● **Problem requirements**
Answer from the court opinion below:
(a) What is the appellate case number?
(b) Under which rule did the appellant file his motion to correct an illegal sentence?
(c) Which judge delivered the opinion of the court?

● **Page text**
— Start —

Opinion
No. M2014-00613-CCA-R3-CD
06-05-2015
James E. Kenner, Only, Tennessee, Pro Se. Robert E. Cooper, Jr., Attorney General & Reporter; Sophia Lee, Senior Counsel; Victor S. Johnson, III, District Attorney General; and Amy Hunter, Assistant District Attorney General, for the appellee, State of Tennessee.
Direct Appeal from the Criminal Court for Davidson County
No. 94-B-694
J. Randall Wyatt, Jr., Judge
The appellant, James E. Kenner, filed in the Davidson County Criminal Court a motion to correct an illegal sentence pursuant to Tennessee Rule of Criminal Procedure 36.1. The motion was summarily denied, and the appellant appealed this ruling. Upon review, we affirm the judgment of the trial court. Tenn. R. App. P. 3 Appeal as of Right; Judgment of the Criminal Court is Affirmed. NORMA MCGEE OGLE, J., delivered the opinion of the court, in which CAMILLE R. MCMULLEN and ROBERT H. MONTGOMERY, JR., JJ., joined. James E. Kenner, Only, Tennessee, Pro Se. Robert E. Cooper, Jr., Attorney General & Reporter; Sophia Lee, Senior Counsel; Victor S. Johnson, III, District Attorney General; and Amy Hunter, Assistant District Attorney General, for the appellee, State of Tennessee.

— End —

● **Listing**
— Start —

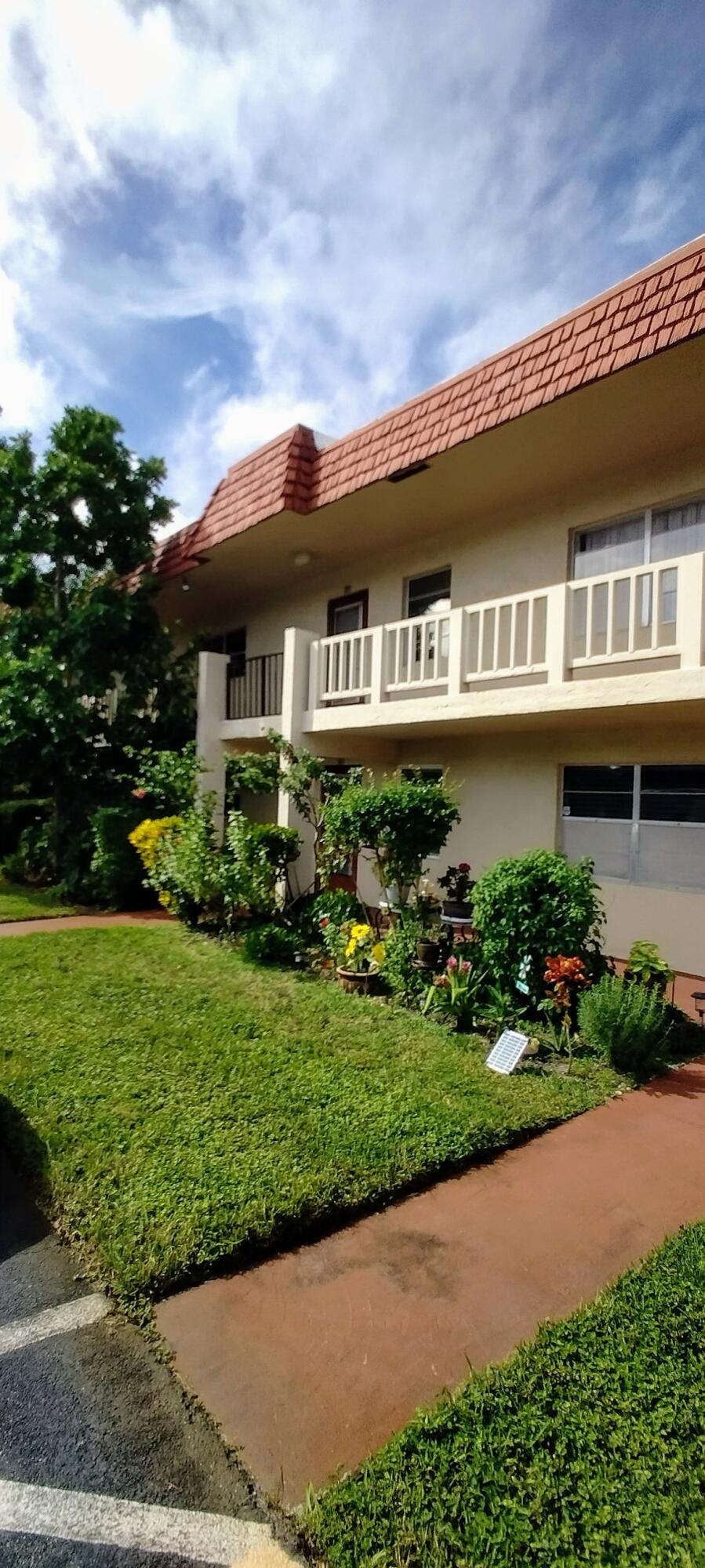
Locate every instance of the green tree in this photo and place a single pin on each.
(85, 666)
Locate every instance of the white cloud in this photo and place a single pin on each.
(365, 198)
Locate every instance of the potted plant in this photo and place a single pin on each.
(458, 887)
(359, 956)
(428, 946)
(648, 967)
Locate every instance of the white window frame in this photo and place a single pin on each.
(414, 578)
(631, 517)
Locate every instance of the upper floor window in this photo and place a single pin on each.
(652, 535)
(428, 595)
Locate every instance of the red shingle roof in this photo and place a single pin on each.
(637, 319)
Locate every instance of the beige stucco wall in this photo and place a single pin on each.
(513, 553)
(508, 793)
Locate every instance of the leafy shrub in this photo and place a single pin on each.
(257, 772)
(408, 985)
(31, 860)
(336, 906)
(271, 945)
(626, 1023)
(147, 835)
(16, 816)
(402, 822)
(648, 967)
(253, 863)
(166, 780)
(187, 869)
(116, 879)
(529, 909)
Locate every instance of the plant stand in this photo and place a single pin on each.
(358, 982)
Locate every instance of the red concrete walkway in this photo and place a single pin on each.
(312, 1360)
(77, 923)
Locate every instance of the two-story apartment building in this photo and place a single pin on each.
(505, 579)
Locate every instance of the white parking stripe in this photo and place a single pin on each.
(53, 1321)
(113, 1522)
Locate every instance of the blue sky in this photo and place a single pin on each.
(216, 219)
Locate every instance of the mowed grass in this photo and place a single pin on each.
(30, 904)
(191, 1106)
(588, 1448)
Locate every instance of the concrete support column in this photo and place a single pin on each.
(295, 697)
(212, 699)
(456, 652)
(690, 612)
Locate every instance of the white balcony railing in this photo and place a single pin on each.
(602, 623)
(626, 615)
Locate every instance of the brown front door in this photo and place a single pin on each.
(347, 877)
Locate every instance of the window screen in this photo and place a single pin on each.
(428, 595)
(604, 793)
(673, 794)
(679, 531)
(610, 550)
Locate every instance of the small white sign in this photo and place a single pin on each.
(524, 975)
(508, 1051)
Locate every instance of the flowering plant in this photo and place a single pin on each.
(565, 978)
(149, 840)
(147, 835)
(455, 993)
(354, 946)
(458, 882)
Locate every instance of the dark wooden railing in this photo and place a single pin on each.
(254, 688)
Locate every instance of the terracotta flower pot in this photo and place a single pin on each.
(358, 981)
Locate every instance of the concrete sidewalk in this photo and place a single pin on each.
(312, 1360)
(100, 1464)
(82, 923)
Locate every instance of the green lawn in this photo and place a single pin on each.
(30, 904)
(587, 1448)
(191, 1106)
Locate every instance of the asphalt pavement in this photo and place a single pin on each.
(102, 1464)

— End —

● **Solution for this task**
(a) No. M2014-00613-CCA-R3-CD
(b) Tennessee Rule of Criminal Procedure 36.1
(c) Norma McGee Ogle